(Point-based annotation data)
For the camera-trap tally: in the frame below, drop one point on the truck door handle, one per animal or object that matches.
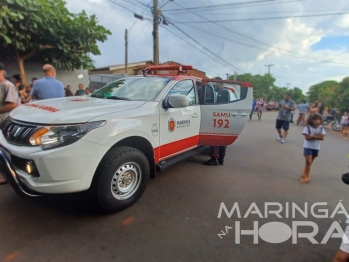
(239, 114)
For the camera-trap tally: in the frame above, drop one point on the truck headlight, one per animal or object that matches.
(50, 137)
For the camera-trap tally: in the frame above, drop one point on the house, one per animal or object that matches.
(33, 69)
(136, 69)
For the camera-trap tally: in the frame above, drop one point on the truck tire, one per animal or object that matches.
(120, 179)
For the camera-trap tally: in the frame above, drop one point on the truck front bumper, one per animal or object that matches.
(12, 177)
(62, 170)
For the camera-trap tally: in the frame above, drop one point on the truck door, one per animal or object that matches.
(225, 107)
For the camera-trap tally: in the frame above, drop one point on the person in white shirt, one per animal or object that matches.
(8, 100)
(313, 133)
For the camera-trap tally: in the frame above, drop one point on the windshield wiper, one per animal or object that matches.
(118, 98)
(94, 95)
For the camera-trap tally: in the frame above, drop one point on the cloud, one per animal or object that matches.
(301, 66)
(343, 22)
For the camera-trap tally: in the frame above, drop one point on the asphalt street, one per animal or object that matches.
(177, 217)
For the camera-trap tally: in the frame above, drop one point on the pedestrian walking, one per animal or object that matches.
(80, 91)
(254, 103)
(8, 100)
(286, 106)
(344, 122)
(303, 109)
(47, 87)
(260, 108)
(68, 91)
(313, 133)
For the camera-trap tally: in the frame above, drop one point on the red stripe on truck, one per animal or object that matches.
(180, 146)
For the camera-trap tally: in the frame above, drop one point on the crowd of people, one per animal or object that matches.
(13, 92)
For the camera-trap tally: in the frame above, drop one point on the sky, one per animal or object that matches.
(303, 50)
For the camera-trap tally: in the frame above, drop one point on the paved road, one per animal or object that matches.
(176, 219)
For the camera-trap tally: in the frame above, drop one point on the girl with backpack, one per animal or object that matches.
(313, 133)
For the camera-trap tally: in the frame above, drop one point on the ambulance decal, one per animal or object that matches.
(171, 124)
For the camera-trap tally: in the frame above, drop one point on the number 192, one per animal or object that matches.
(221, 123)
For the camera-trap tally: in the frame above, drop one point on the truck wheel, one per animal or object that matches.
(120, 179)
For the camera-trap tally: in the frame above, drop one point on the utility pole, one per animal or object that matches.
(157, 19)
(156, 31)
(126, 51)
(269, 68)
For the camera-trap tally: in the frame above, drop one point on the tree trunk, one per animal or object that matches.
(20, 61)
(21, 70)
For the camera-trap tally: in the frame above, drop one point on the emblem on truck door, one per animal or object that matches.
(171, 124)
(155, 130)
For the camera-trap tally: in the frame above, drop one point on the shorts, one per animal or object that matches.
(345, 241)
(282, 123)
(311, 152)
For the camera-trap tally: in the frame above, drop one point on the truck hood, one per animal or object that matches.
(69, 110)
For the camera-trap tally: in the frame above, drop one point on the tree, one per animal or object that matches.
(297, 95)
(45, 31)
(315, 90)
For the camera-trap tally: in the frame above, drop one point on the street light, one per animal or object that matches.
(166, 3)
(141, 17)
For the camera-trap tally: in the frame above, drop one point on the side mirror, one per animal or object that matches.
(178, 101)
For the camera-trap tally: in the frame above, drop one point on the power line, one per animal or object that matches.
(272, 12)
(269, 68)
(141, 14)
(231, 5)
(260, 42)
(124, 6)
(205, 53)
(259, 18)
(299, 56)
(208, 50)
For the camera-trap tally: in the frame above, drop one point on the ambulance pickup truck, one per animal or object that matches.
(110, 143)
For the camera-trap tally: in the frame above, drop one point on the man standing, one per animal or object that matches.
(81, 91)
(47, 87)
(303, 109)
(321, 108)
(218, 152)
(8, 100)
(254, 103)
(286, 106)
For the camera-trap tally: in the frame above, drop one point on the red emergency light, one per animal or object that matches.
(153, 69)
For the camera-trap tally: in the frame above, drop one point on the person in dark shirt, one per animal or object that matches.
(68, 91)
(218, 152)
(321, 108)
(254, 103)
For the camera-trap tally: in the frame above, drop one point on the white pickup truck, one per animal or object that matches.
(111, 142)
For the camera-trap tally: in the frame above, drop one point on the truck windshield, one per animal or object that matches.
(134, 88)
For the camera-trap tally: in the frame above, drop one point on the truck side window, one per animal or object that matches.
(185, 87)
(222, 93)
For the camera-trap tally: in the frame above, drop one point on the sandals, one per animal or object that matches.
(304, 181)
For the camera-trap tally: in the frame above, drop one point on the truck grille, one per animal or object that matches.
(16, 132)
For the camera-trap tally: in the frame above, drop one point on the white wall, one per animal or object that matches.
(35, 70)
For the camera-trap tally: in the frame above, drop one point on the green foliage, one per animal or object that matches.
(264, 86)
(45, 30)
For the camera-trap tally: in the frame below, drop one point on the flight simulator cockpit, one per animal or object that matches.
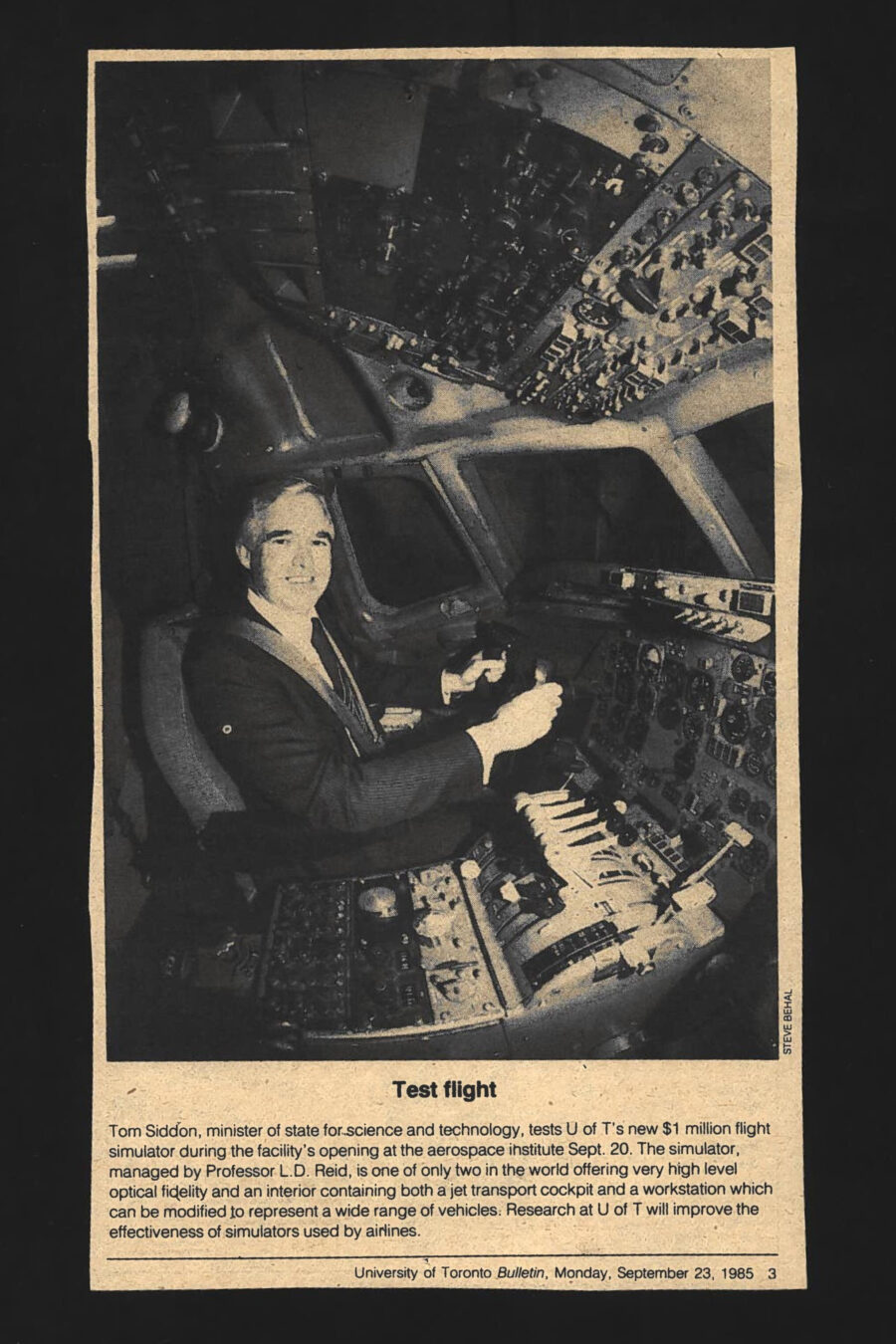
(512, 322)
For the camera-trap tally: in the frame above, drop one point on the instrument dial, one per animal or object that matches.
(684, 763)
(673, 676)
(753, 765)
(618, 718)
(743, 667)
(758, 813)
(625, 687)
(700, 691)
(669, 713)
(760, 737)
(637, 733)
(766, 711)
(650, 660)
(646, 699)
(693, 726)
(735, 723)
(753, 859)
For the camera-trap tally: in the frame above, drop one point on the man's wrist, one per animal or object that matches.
(487, 745)
(450, 686)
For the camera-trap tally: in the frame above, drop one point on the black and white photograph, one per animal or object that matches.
(437, 558)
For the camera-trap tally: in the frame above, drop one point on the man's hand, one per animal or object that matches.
(519, 723)
(527, 717)
(465, 680)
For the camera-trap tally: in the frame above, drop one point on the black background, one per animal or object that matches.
(842, 276)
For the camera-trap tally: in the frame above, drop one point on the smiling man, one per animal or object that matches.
(280, 706)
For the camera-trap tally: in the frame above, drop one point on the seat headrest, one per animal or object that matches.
(192, 772)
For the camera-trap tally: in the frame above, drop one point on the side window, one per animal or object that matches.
(404, 544)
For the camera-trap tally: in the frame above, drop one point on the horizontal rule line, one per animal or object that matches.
(491, 1255)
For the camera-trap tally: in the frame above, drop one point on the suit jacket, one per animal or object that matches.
(292, 760)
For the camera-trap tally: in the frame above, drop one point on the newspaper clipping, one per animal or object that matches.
(445, 863)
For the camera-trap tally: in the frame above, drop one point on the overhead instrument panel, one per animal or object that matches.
(561, 234)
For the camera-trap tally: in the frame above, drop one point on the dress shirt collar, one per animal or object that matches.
(296, 628)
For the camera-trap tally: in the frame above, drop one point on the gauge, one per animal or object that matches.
(743, 667)
(626, 656)
(625, 687)
(766, 710)
(706, 177)
(700, 690)
(637, 733)
(753, 764)
(758, 813)
(735, 723)
(673, 675)
(751, 859)
(650, 660)
(760, 737)
(618, 718)
(684, 763)
(669, 713)
(646, 699)
(693, 726)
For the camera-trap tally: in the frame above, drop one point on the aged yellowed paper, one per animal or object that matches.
(445, 862)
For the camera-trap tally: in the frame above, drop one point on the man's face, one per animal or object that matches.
(291, 558)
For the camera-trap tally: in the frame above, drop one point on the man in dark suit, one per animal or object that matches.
(276, 699)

INSTRUCTIONS TO FOLLOW -> Make an exact copy of all entries above, dropping the images.

REPLY ->
For the camera-trap tally: in the frame below, drop one point on the truck door handle, one per animal or object that matches.
(239, 114)
For the camera-trap tally: in the frame above, drop one point on the truck headlight, one per animal or object that matches.
(50, 137)
For the camera-trap tally: in the frame above, drop one point on the house, one per animal or object that matches.
(33, 69)
(136, 69)
For the camera-trap tally: in the frame above, drop one point on the truck tire, one per animal or object that matches.
(120, 179)
For the camera-trap tally: in the frame above, drop one point on the truck front bumper, one per animal or object that matches.
(12, 177)
(62, 170)
For the camera-trap tally: in the frame above, drop one point on the truck door, one per animal or object that matches.
(225, 107)
For the camera-trap tally: in the frame above, drop one point on the person in white shirt, one per animal or object that matches.
(8, 100)
(313, 133)
For the camera-trap tally: in the frame above, drop one point on the windshield wiper, one per animal or object that matches.
(118, 98)
(94, 95)
For the camera-trap tally: in the frame above, drop one point on the cloud, one per animal or object that matches.
(301, 66)
(343, 22)
For the camera-trap tally: in the frame above, drop one point on the asphalt street, one per animal or object that matches.
(177, 217)
For the camera-trap tally: in the frame above, drop one point on the pedestrian walking, one per animal or object that matches.
(80, 91)
(254, 103)
(8, 100)
(286, 106)
(344, 122)
(303, 109)
(47, 87)
(260, 108)
(68, 91)
(313, 133)
For the camera-trap tally: in the frame above, drop one point on the red stripe on truck, one per animal or object that matches.
(180, 146)
For the camera-trap tally: in the frame above, drop one point on the crowd of people, one per animal or object that matches.
(13, 92)
For the camera-trap tally: in the frame above, drop one point on the sky, one per animal or object that matches.
(303, 50)
For the camera-trap tally: in the frame above, drop one point on the paved road, one per animal or object that matches.
(176, 219)
For the camera-trap tally: in the frame above, drop one point on the girl with backpack, one per animal or object that matches.
(313, 133)
For the camera-trap tally: in the frame above, drop one point on the ambulance decal, one per animal or object that matches.
(171, 124)
For the camera-trap tally: in the frame above, drop one point on the number 192, one per animal or object that matches.
(221, 123)
For the camera-trap tally: in the frame above, drop one point on the truck wheel, one per animal or object that matches.
(120, 179)
For the camera-trap tally: in the frame above, drop one point on the utility pole, one per animal or object that matches.
(157, 19)
(156, 31)
(126, 51)
(269, 68)
For the camera-trap tally: in the frame above, drop one point on the tree trunk, one per animal or object that matches.
(20, 61)
(21, 70)
For the camera-trap tally: in the frame above, drop one point on the emblem on truck door, one per animal or object that matches.
(171, 124)
(155, 130)
For the camera-trap tally: in the frame above, drop one point on the shorts, one per animal or object that matches.
(345, 241)
(282, 123)
(311, 152)
For the camera-trap tally: in the frame above, drop one point on the truck hood, one per animal or object that matches.
(69, 110)
For the camera-trap tally: in the frame above, drop one point on the tree, one per animal or object that matches.
(297, 95)
(45, 31)
(315, 90)
For the camera-trap tally: in the frame above, drop one point on the street light, one per animal or object that matches.
(166, 3)
(141, 17)
For the camera-trap tally: in the frame above, drop one point on the side mirror, one per animal or object that matches.
(178, 101)
For the camera-trap tally: in the frame above, drop one point on the power line, one per animal or object that matches.
(272, 12)
(269, 68)
(141, 14)
(231, 5)
(260, 42)
(124, 6)
(205, 53)
(259, 18)
(299, 56)
(208, 50)
For the camera-trap tally: in the frame above, drop one point on the ambulance pickup truck, one per animal or object that matches.
(110, 143)
For the camera-trap tally: in the frame above, drop one point on the man standing, one per animal or object that matches.
(81, 91)
(47, 87)
(303, 109)
(321, 108)
(218, 152)
(8, 100)
(254, 103)
(286, 106)
For the camera-trap tally: in the frame above, drop one point on the red emergency light, one per animal or object that matches.
(153, 69)
For the camera-trap tally: in the frame above, drop one point on the person in dark shirt, one per animal or object that matches.
(68, 91)
(218, 152)
(321, 108)
(254, 103)
For the camera-trap tally: in the frame above, drop one point on the white pickup truck, one per animal or object that matches.
(111, 142)
For the camera-trap tally: in the frame above, drop one point on the truck windshield, one per animal or object that matches.
(134, 88)
For the camera-trap tally: in the frame above, drop one point on the truck side window, one per animal or object that matches.
(185, 87)
(222, 93)
For the camera-trap tally: in the frame above, drop one point on the sandals, one per animal or object that matches.
(304, 181)
For the camera-trap tally: in the frame above, drop one point on the truck grille, one per animal or object that matches.
(16, 132)
For the camera-trap tally: in the frame above, drop one point on the white wall, one per animal or object that matches.
(35, 70)
For the camera-trap tally: in the frame above, drop one point on the green foliage, one per animal or object that matches.
(264, 86)
(45, 30)
For the camera-trap tally: in the frame below, drop one point on the flight simulator cockpit, one per animal or object that matches.
(512, 322)
For the camera-trap tally: in the frame above, drop one point on the instrument dial, one per animal or object that matches.
(684, 763)
(673, 676)
(753, 765)
(618, 718)
(743, 667)
(758, 813)
(625, 687)
(700, 691)
(669, 713)
(760, 737)
(637, 733)
(766, 711)
(650, 660)
(646, 699)
(693, 726)
(735, 723)
(753, 859)
For the camera-trap tally: in the frame above, drop one point on the man's wrist, one per animal or object that matches.
(487, 745)
(450, 686)
For the camera-trap tally: in the frame above, drop one point on the black and white photograph, one per animal or object that matches.
(437, 558)
For the camera-trap tally: in the frame above, drop one point on the man's hand, one per animal or object that matches.
(519, 723)
(527, 717)
(465, 680)
For the camera-trap tally: in the frame above, drop one point on the black background, one per animal or object that matches.
(842, 276)
For the camera-trap tally: in the frame above, drop one point on the smiling man, one per animal or object that matches.
(280, 706)
For the camera-trap tally: in the frame above, drop one point on the seat headrest, one per animal or object that matches.
(192, 772)
For the camera-trap tally: in the frame above, drop one point on the side window, one per animal or object that matches.
(404, 544)
For the camera-trap tally: in the frame above, drop one point on the horizontal rule line, one per animal or object that matches.
(491, 1255)
For the camera-trap tally: in the frame above, drop one point on the suit jacket, one per animal or object that matches.
(292, 760)
For the camera-trap tally: in the frame above, drop one point on the newspaper clipping, one per animal or object that matches.
(445, 863)
For the camera-trap tally: in the frame above, drop one point on the overhead instrument panel, one per animal or object that matches.
(561, 234)
For the camera-trap tally: in the frame above, drop one point on the dress shirt collar, one per animal or object that matches.
(296, 628)
For the camera-trap tally: in the frame above, drop one point on the gauge, one per animal or object that matches.
(743, 667)
(626, 656)
(625, 687)
(766, 710)
(706, 177)
(700, 690)
(637, 733)
(753, 764)
(758, 813)
(735, 723)
(673, 675)
(751, 859)
(650, 660)
(760, 737)
(618, 718)
(684, 763)
(669, 713)
(646, 699)
(693, 726)
For the camera-trap tally: in the frame above, drop one point on the aged yellowed paper, one per animal or object that matches.
(445, 862)
For the camera-trap tally: in the frame above, drop one point on the man's face, one per animal or object that matches.
(291, 558)
For the camera-trap tally: in the frame above, drop one point on the man in dark suit, one per animal or object that matches.
(276, 699)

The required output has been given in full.